• Passage for review:
=-=-=-=-=
Burning through the seed corn

Debt ceiling. Fiscal cliff. Continuing resolutions. Sequestration. So many names but it’s all the same game: it’s Washington’s version of high stakes poker where no one gives an inch until the last minute and maybe not then. This time the game is the sequestration that begins March 1. The prevailing political wisdom is that no one will make a serious effort to stop it. It’s not until we close a few national parks and the lines extend for hours at TSA checkpoints that politicians may get serious and pass something, at least until the next politically designed crisis. That is due to kick in at the end of March when the latest continuing resolution expires.

The sequestration will mandate that all federal agencies including defense take a significant haircut, $1.2 trillion in cuts over ten years, half from defense, half from the rest of government. Social Security, Medicare and Medicaid are exempt. It’s the discretionary spending that is being cut and it is being cut because it is discretionary, as if it is nice to have spending, not necessary spending.

Quite the opposite is true. Most discretionary spending is really essential spending. Not spending on Social Security, Medicare and Medicaid is really nonessential spending. Of course to those who depend on these programs, they are certainly essential spending. In reality, government’s real value comes from discretionary spending. It includes all those services you take for granted but it turns out will really piss you off if canceled or even cut back. Agencies know what to do and will often find the most visible ways to influence Congress and choose to cut these first. It worked during the government shutdown in 1995. Americans get really pissy if they when they are already late for their flight have to wait in long lines to get through security, or their trip to Yellowstone gets canceled or shortened because the park is closed one day a week.

In reality, the threat of sequestration has already thrown a lot of chaos into the economy. Federal spending often sounds so abstract, but federal spending creates and sustains lots of jobs, most of them quite necessary. Defense contractors have already laid off people anticipating sequestration. Uncertainty usually adds to economic fears. That appears to be what is going on right now, and the United States risks going back into recession just because of all the pointless last minute brinkmanship in Washington.
=-=-=-=-=
• Excerpted records:

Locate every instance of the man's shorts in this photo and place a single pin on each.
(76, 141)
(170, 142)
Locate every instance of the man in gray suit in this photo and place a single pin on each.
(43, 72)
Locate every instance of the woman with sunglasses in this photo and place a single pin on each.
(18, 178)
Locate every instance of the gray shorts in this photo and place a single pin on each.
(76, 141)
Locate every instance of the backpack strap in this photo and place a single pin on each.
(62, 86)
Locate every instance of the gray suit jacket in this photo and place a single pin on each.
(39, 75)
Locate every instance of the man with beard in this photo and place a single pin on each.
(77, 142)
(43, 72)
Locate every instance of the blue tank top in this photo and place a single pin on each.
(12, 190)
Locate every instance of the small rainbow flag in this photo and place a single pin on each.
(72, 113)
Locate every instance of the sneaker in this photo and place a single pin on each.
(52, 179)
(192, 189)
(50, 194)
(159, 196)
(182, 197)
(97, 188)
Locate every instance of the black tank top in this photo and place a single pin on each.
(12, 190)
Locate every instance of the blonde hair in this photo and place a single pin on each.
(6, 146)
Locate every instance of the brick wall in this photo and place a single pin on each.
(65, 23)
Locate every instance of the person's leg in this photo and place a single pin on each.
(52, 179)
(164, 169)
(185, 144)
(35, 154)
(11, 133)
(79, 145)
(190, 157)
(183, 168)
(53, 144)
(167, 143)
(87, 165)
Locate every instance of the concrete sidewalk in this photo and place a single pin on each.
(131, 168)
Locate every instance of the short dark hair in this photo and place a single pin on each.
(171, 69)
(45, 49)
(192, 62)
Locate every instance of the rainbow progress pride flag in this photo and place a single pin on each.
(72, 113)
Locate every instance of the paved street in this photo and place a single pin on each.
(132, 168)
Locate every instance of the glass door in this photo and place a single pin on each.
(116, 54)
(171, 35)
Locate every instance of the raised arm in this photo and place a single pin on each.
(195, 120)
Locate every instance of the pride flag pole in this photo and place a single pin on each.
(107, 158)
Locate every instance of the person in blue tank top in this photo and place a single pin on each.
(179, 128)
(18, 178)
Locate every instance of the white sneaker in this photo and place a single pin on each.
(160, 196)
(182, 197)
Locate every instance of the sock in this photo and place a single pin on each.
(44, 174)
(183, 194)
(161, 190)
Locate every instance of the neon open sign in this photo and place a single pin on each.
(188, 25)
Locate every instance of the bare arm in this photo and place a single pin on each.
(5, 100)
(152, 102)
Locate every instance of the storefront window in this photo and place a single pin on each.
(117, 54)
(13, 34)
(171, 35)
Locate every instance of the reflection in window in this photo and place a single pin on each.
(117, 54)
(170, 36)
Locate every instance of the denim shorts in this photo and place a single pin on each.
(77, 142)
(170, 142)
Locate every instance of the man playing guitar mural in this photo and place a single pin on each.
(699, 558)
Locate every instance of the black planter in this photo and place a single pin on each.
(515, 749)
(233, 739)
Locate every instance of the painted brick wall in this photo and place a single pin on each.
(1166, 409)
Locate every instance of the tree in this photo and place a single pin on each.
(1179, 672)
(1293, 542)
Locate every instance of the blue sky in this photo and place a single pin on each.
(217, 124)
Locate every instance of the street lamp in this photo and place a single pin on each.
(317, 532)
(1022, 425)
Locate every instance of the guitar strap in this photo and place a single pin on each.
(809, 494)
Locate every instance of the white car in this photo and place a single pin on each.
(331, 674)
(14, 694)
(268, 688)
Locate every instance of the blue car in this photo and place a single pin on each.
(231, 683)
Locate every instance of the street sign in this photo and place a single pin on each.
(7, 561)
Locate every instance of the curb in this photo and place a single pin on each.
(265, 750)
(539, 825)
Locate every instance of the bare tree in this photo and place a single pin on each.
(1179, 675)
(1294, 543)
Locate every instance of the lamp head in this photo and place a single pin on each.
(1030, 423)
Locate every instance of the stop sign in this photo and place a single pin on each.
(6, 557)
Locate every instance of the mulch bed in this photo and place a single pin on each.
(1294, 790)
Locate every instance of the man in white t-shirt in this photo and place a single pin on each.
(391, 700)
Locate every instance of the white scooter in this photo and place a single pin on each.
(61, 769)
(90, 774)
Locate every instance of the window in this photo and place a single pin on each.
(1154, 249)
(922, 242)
=-=-=-=-=
• Exercise:
Answer these from the sequestration piece:
1. On what date does the sequestration begin?
2. How much will the sequestration cut, and over how many years?
3. Who has already laid people off in anticipation of sequestration?

• Answer below:
1. March 1.
2. $1.2 trillion over ten years.
3. Defense contractors.